### Source extract
A bite from the Lone Star tick can cause an allergy to red meat, known as the alpha-gal allergy.

The tick transmits a sugar molecule called alpha-gal from animals into the human’s bloodstream. When the immune system identifies the alpha-gal, it begins to produce antibodies in large numbers to fight the irritant off. Overproduction of these allergic antibodies triggers hypersensitivity to red meat.

Ticks can be found anywhere in the U.S., but Lone Star ticks are particularly widespread in the Southeast, from Texas to Indiana to New England.

The allergy involves red meat such as beef, lamb, goat, or pork. Symptoms occur three to five hours after eating red meat and include itching, hives, redness, and swelling. In some cases, stomach pain, indigestion, vomiting, and diarrhea were reported.

However, allergic reactions can be more severe and lead to a life-threatening condition known as anaphylaxis.

### The task
Name every kind of red meat that the alpha-gal allergy text lists.

### Stored data entries
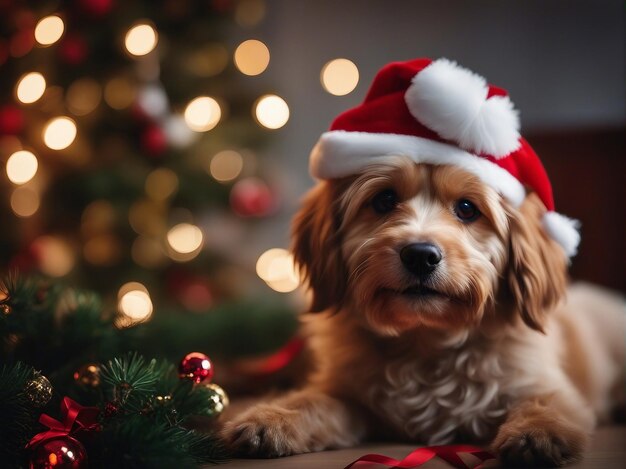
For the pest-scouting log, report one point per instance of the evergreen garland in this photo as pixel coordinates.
(146, 412)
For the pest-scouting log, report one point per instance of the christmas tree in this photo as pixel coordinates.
(133, 149)
(135, 183)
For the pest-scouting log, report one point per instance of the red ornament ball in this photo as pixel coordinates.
(251, 197)
(196, 367)
(63, 452)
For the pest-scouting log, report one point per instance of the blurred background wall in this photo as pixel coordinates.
(562, 62)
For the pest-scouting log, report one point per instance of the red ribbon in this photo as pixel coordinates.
(76, 418)
(448, 453)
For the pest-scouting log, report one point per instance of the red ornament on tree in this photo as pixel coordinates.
(196, 367)
(153, 140)
(63, 452)
(252, 198)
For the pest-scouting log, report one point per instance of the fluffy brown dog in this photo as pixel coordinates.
(443, 314)
(477, 350)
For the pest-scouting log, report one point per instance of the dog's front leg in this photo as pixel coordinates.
(299, 422)
(544, 431)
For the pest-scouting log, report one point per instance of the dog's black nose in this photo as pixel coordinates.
(420, 258)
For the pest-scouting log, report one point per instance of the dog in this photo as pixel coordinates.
(442, 309)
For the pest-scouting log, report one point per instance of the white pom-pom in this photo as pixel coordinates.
(452, 101)
(563, 230)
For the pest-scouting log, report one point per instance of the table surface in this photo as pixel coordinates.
(607, 451)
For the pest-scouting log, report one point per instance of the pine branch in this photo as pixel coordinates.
(18, 414)
(129, 382)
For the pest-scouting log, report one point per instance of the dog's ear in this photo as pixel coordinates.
(537, 271)
(317, 249)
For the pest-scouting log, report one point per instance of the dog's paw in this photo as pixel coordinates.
(538, 446)
(266, 431)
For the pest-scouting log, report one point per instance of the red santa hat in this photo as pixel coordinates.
(438, 112)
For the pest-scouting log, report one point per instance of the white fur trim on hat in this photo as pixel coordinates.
(339, 153)
(563, 230)
(452, 101)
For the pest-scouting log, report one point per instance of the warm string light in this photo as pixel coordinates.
(141, 39)
(252, 57)
(59, 133)
(30, 87)
(276, 267)
(271, 111)
(202, 114)
(49, 30)
(339, 77)
(21, 167)
(134, 303)
(185, 241)
(226, 165)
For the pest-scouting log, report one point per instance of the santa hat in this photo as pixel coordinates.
(438, 112)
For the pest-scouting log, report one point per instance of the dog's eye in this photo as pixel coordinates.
(466, 211)
(385, 201)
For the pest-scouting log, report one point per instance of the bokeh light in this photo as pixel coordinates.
(30, 87)
(141, 39)
(202, 114)
(83, 96)
(21, 167)
(59, 133)
(186, 240)
(56, 257)
(49, 30)
(226, 165)
(134, 303)
(161, 184)
(340, 77)
(24, 201)
(252, 57)
(276, 267)
(119, 93)
(271, 111)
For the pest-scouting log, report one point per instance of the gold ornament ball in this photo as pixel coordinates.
(218, 400)
(88, 375)
(39, 391)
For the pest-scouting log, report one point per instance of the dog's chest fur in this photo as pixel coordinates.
(455, 394)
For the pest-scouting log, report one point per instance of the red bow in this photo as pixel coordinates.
(76, 418)
(418, 457)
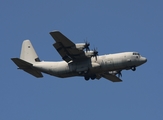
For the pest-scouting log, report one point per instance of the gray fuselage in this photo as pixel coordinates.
(103, 63)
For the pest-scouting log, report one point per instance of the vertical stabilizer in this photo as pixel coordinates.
(28, 53)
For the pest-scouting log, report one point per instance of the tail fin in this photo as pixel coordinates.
(28, 53)
(27, 58)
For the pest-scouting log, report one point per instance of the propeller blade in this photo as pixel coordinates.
(119, 74)
(87, 44)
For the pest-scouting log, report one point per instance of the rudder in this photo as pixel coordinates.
(28, 53)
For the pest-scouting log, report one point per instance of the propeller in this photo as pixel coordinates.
(87, 44)
(119, 74)
(95, 53)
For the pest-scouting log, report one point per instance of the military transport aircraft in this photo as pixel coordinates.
(79, 60)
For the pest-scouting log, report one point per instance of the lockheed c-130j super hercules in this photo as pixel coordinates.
(79, 60)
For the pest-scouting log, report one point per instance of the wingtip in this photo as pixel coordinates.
(54, 31)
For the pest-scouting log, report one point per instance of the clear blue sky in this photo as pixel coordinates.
(111, 26)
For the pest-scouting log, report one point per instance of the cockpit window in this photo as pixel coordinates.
(136, 54)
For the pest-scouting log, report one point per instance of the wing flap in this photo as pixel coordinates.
(27, 67)
(66, 48)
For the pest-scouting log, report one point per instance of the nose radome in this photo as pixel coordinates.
(144, 59)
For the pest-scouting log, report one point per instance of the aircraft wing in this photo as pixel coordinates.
(111, 77)
(66, 48)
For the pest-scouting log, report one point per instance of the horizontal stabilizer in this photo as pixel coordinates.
(27, 67)
(111, 77)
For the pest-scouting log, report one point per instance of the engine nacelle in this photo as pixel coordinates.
(89, 53)
(80, 46)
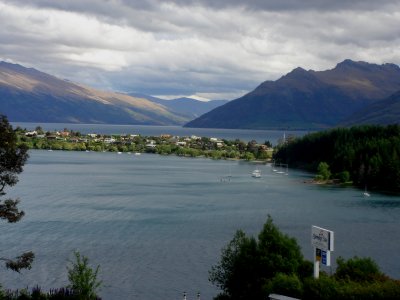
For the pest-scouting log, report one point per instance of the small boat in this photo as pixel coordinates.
(256, 173)
(366, 194)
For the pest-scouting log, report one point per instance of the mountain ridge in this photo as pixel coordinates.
(304, 99)
(29, 95)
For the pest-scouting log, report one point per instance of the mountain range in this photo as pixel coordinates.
(314, 100)
(28, 95)
(351, 93)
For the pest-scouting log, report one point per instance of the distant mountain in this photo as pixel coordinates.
(307, 99)
(186, 107)
(28, 95)
(383, 112)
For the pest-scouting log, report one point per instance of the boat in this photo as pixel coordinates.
(366, 194)
(256, 173)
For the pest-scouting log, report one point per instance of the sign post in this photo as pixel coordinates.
(322, 240)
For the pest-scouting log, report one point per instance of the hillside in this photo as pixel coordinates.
(384, 112)
(28, 95)
(185, 107)
(307, 99)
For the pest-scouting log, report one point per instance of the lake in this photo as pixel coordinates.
(156, 224)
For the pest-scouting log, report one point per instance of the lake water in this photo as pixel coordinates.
(156, 224)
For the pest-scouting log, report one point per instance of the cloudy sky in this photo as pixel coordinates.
(216, 49)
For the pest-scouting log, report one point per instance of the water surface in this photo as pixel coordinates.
(156, 224)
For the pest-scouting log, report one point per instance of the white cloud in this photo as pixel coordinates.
(201, 48)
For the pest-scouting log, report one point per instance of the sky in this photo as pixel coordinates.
(210, 49)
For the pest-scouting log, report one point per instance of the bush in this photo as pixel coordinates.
(83, 279)
(288, 285)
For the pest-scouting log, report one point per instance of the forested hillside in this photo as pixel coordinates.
(368, 155)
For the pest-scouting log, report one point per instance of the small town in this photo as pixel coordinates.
(165, 144)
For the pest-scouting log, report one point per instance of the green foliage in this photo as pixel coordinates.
(12, 159)
(83, 279)
(343, 176)
(369, 153)
(253, 268)
(248, 265)
(285, 284)
(323, 171)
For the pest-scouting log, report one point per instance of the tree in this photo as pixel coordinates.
(12, 160)
(249, 265)
(358, 269)
(323, 171)
(83, 279)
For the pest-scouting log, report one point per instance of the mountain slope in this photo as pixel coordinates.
(186, 107)
(28, 95)
(384, 112)
(307, 99)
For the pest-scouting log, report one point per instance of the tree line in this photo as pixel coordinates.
(272, 263)
(365, 155)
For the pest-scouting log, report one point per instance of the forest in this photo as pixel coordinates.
(367, 156)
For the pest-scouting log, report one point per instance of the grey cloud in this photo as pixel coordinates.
(188, 47)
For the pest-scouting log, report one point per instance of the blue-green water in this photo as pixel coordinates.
(156, 224)
(230, 134)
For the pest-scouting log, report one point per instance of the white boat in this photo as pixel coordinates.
(366, 194)
(256, 173)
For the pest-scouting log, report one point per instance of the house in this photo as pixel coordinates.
(31, 133)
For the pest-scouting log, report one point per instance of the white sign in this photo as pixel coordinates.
(322, 238)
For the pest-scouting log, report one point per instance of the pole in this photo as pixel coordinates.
(316, 264)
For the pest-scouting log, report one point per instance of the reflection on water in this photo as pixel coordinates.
(156, 224)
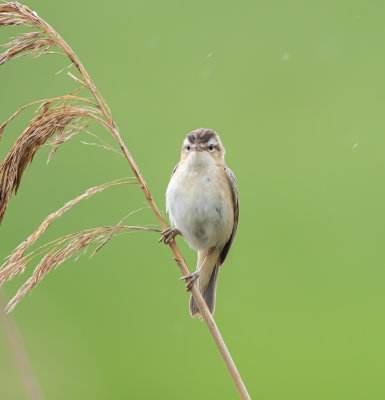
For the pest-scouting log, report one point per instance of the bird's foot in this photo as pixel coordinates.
(190, 279)
(168, 235)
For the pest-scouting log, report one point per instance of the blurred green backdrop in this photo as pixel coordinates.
(297, 92)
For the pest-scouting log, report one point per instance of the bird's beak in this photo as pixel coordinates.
(198, 147)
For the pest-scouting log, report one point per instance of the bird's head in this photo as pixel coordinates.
(203, 141)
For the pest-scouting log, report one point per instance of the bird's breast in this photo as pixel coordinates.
(199, 203)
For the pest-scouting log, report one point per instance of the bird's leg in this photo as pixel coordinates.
(168, 235)
(191, 278)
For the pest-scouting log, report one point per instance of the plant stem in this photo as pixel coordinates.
(19, 354)
(204, 311)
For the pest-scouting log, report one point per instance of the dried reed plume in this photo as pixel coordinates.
(64, 117)
(61, 250)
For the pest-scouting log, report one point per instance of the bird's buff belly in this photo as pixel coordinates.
(201, 213)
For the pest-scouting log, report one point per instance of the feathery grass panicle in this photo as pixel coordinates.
(63, 116)
(66, 120)
(12, 265)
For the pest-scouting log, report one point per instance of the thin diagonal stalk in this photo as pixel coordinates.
(33, 18)
(19, 354)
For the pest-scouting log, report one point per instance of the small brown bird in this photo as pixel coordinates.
(202, 202)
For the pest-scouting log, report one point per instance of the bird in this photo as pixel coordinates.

### Output below
Beef, lamb, goat, pork